List of tasks:
1 – Retype a passage from the reader comments about Schleck without changes, beginning at the words "The German Werner" and stopping after the words "a dietary supplement.".
2 – In the reader comments about Schleck, what does Jean-Pierre de Modenard think is the cause?

Text block:
The Inner Ring January 18, 2013 at 11:36 am

I’ve heard the “presumption of guilt” idea before and sometimes think about writing about it. The trouble is that the innocent riders end up carrying the weight for the bad ones.

Dr. Ko January 18, 2013 at 8:00 am

I must admit I’m in the evil JB camp ( http://innercitymobility.blogspot.de/2012/07/editorial-break-stimorol-anyone.html ). Even if he did not do it, if someone puts down the money (on his bank account) he might admit it, as I do not see any cycling related job for him – this side of the Ural. (This side of the Ural means in Europe, as the Ural kind of divides Russia in the European and the Asian part.)
Would be a kind of last payday, but who would be willing to put down say 5 million € to save Frank? Based on performance I can not see any seven figure number in my glass ball, and neither can I see JB burn his fingers for small change.

Hold it, something shows up in the glass ball, it is JB in a team car with J&B stickers. I can see Contador, F.Schleck, DiLuca, the zombies of Christina watches…I see Pat McQ dancing with Lance, oh hell, I should not have had a glass or two of whisky while watching the Oprah interview tonight ….

Johnny January 18, 2013 at 2:06 pm

The German Werner Franke thinks not that Schleck could be so naive, the French Jean-Pierre de Modenard thinks he could not be so stupid or be suicidal in regard of the risk of dehydration. De Modenard also thinks that the cause is a dietary supplement.

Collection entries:
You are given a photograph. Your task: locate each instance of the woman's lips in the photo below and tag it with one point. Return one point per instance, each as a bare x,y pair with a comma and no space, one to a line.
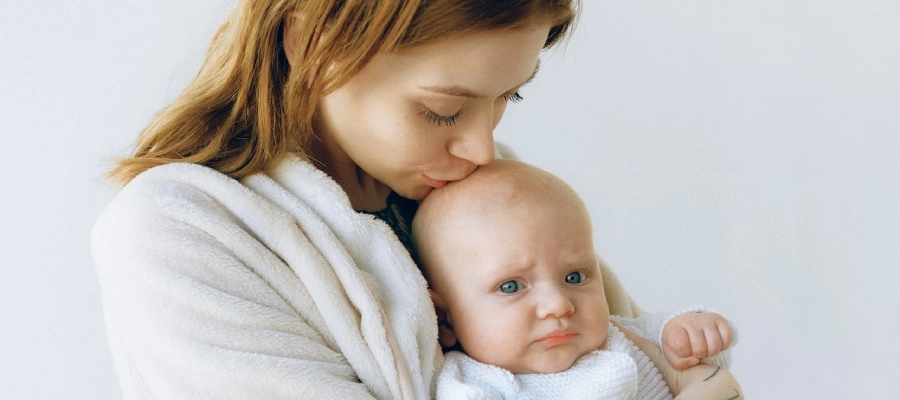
437,184
557,337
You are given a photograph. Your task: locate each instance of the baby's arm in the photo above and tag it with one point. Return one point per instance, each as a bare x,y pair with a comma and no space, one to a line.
699,382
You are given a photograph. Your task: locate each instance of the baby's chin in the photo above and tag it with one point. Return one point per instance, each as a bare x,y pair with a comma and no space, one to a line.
550,364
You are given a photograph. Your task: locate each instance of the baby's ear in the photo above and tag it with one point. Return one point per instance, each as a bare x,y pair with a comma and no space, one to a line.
446,335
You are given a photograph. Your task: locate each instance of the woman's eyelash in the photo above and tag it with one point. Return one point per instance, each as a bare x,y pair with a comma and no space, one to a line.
515,97
440,120
443,120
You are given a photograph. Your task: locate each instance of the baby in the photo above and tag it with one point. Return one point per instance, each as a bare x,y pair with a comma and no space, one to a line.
509,256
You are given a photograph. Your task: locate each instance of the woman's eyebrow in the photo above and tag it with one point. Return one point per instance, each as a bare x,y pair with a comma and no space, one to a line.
460,91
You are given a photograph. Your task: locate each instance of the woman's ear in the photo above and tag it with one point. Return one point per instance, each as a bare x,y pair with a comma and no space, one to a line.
446,335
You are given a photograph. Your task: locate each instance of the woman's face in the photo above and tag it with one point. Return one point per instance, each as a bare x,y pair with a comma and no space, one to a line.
419,117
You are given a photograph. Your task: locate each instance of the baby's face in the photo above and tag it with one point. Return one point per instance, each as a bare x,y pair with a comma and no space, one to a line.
522,286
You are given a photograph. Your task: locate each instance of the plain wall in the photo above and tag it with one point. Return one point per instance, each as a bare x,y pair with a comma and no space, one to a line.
741,155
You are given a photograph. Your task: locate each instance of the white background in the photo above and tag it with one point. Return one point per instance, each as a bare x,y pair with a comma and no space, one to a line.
737,154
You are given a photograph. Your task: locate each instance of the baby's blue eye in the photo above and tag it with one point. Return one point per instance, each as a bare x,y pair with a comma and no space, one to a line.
574,278
510,287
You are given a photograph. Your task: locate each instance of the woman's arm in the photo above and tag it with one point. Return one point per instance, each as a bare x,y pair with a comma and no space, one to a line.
193,314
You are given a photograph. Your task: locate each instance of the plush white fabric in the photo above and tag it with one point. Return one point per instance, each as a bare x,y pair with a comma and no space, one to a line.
619,372
267,288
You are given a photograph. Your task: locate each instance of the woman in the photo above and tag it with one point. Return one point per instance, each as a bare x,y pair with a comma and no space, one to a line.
256,249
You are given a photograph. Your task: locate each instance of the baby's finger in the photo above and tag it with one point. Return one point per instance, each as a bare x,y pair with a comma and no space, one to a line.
698,344
714,344
726,333
678,341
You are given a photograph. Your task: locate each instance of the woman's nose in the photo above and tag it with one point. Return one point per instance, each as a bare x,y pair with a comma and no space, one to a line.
554,303
474,142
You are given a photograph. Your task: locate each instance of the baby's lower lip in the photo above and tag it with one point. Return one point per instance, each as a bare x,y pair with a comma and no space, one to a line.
554,340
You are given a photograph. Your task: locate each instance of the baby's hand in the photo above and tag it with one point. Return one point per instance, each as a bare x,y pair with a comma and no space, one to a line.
690,337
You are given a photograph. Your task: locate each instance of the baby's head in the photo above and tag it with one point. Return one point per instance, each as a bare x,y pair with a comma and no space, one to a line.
509,256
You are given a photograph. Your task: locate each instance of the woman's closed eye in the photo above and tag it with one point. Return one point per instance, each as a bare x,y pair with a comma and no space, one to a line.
513,97
450,120
438,119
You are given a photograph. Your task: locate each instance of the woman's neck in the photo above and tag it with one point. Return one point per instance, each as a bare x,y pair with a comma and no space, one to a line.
365,192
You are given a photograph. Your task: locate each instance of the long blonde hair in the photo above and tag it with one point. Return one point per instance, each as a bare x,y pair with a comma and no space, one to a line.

Response list:
1 –
The German Werner Franke thinks not that Schleck could be so naive, the French Jean-Pierre de Modenard thinks he could not be so stupid or be suicidal in regard of the risk of dehydration. De Modenard also thinks that the cause is a dietary supplement.

2 – A dietary supplement.